● **LIST OF TASKS**
1. In the DyMIN STED excerpt, condense the paragraph beginning "Hardware implementation of the DyMIN add on" into a short bulleted list that keeps its main facts.
2. Reproduce the DyMIN STED excerpt from "Conclusions: Our open-source" up to and including "emission depletion; super-resolution.", putting "low-cost" in place of "inexpensive".

● **PAGE EXCERPT**
Conclusions: Our open-source DyMIN system is an inexpensive add-on to a conventional STED microscope that can reduce photobleaching. The system can significantly improve signal to noise for dynamic time-lapse STED imaging of live samples.

Keywords: dynamic minimum; fluorescence; microscopy; stimulated emission depletion; super-resolution.

Fig. 1

Three-step DyMIN STED algorithm process shown for three different positions as the scan approaches a fluorophore. (a) The initial step collects photons with no STED power applied at $x_0$. Because the fluorophore is outside the collection region, the photons counted ($N_1$) are less than the user supplied threshold for that step ($T_1$) so the process is aborted after step 1 and the scan moves to the next position, $x_1$. (b) The number of counts achieves threshold ($N_1>T_1$) for step 1 and step 2 initiates, where the STED power ($P_2$) is applied. However, with the smaller PSF the number of fluorescent photons collected does not meet the threshold ($N_2<T_2$), and the process is aborted after step 2. The beam is scanned to position $x_2$, shown in panel (c), where it overlaps with the fluorophore. In this case, the thresholds for step 1 and step 2 ($N_1>T_1$ and $N_2>T_2$) are met and the final DyMIN step, step 3, is implemented. $N_3$ photons are collected with the maximum STED power ($P_3$) and recorded at that position.

Fig. 2

Hardware implementation of the DyMIN add on to our STED microscope. (a) An FPGA runs the DyMIN algorithm. A 10 MHz output from the FPGA is used to synchronize a function generator (STED CLK) that triggers the STED and excitation laser. The inputs to the FPGA are the digital photon counting signal from the avalanche photodiode (APD) and a pixel clock from the computer DAQ controlled by software for image acquisition. The FPGA then outputs the modified APD counter signal back to the computer DAQ as the photon signal recorded by the acquisition software. Additionally, three analog outputs and two digital outputs from the FPGA are sent to a multiplexer circuit to control the STED laser power at the different DyMIN steps. (b) A simplified schematic of the multiplexer and truth table. The circuit outputs the analog value (AI0-2) for the different DyMIN steps based on the digital inputs (DI0-1). The output from the multiplexer controls the AOM RF driver, to select the appropriate STED laser power.

Fig. 3

(a) Schematic of custom-built STED microscope for imaging YFP/GFP with 485 nm excitation laser and 585/600 nm STED laser. Both excitation/STED beams pass through a bandpass filter and a half waveplate and polarizer for power control. An AOM in the STED laser path controls the STED power for the DyMIN algorithm. The lasers are each coupled into a PM fiber, collimated, and the STED laser is sent through a vortex phase mask before being combined with the excitation laser using a dichroic. A quarter waveplate sets the polarization to be circular, followed by the Yanus 2D galvo scanning system, scan lens, tube lens, and objective lens, which focuses the beams onto the sample. The resulting fluorescence is selected using a dichroic and bandpass filter, coupled into a multimode fiber that acts as a confocal pinhole, then sent to the APD. (b) The STED resolution calibration curve. The resolution of the STED microscope at a series of STED laser power values was estimated by imaging 23 nm fluorescent beads. These values were fit to a curve (orange line) using Eq. (1). Example values from our bead imaging experiments of $P_1$, $P_2$, and $P_3$ are indicated with green vertical lines.

● **PROVIDED MATERIAL**
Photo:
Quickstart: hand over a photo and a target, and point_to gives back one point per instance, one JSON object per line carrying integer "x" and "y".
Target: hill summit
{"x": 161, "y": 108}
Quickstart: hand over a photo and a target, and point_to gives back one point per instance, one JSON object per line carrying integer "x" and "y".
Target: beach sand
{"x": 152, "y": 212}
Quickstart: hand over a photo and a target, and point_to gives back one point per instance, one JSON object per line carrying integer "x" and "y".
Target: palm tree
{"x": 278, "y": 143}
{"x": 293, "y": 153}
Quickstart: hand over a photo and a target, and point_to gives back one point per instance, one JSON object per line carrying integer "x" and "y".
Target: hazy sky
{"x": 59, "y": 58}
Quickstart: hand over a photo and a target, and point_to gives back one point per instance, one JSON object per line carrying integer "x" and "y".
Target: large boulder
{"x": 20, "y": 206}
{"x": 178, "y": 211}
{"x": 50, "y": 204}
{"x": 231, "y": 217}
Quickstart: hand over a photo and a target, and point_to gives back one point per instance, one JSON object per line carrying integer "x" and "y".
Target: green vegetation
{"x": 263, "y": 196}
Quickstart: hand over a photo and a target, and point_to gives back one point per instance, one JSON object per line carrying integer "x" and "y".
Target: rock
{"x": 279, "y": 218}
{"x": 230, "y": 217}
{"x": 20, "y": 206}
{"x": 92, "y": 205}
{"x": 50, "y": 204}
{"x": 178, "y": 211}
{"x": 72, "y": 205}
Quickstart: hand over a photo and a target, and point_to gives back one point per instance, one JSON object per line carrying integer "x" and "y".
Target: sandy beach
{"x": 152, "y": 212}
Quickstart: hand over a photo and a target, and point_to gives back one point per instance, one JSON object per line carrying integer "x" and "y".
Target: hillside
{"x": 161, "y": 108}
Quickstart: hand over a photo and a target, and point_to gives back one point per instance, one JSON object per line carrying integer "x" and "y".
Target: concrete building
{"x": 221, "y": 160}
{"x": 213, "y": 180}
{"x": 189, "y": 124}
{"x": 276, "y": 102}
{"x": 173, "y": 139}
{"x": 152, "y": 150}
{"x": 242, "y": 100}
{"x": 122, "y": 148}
* * *
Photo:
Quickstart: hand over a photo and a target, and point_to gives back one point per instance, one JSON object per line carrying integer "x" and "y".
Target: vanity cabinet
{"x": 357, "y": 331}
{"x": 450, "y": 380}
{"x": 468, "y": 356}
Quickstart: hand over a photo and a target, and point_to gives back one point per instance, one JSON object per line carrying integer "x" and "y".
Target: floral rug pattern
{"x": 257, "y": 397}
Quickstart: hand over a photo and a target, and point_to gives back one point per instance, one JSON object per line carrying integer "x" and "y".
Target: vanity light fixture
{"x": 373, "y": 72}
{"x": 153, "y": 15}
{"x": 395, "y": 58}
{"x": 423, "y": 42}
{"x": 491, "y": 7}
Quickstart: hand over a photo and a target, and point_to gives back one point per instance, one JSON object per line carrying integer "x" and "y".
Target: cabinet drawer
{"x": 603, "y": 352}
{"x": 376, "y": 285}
==
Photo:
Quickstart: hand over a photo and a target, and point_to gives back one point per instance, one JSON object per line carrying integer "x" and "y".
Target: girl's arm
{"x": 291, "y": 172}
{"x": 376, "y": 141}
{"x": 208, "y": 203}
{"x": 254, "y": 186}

● **RESPONSES**
1.
- An FPGA runs the DyMIN algorithm. Its 10 MHz output synchronizes a function generator (STED CLK) that triggers the STED and excitation lasers.
- The FPGA takes two inputs: the digital photon-counting signal from the avalanche photodiode (APD) and a pixel clock from the software-controlled computer DAQ.
- The FPGA sends the modified APD counter signal back to the DAQ, where the acquisition software records it as the photon signal.
- The FPGA sends three analog and two digital outputs to a multiplexer circuit. Based on the digital inputs (DI0-1), the circuit outputs the analog value (AI0-2) for each DyMIN step.
- The multiplexer output drives the AOM RF driver, which selects the STED laser power for each step.

2.
Conclusions: Our open-source DyMIN system is an low-cost add-on to a conventional STED microscope that can reduce photobleaching. The system can significantly improve signal to noise for dynamic time-lapse STED imaging of live samples.

Keywords: dynamic minimum; fluorescence; microscopy; stimulated emission depletion; super-resolution.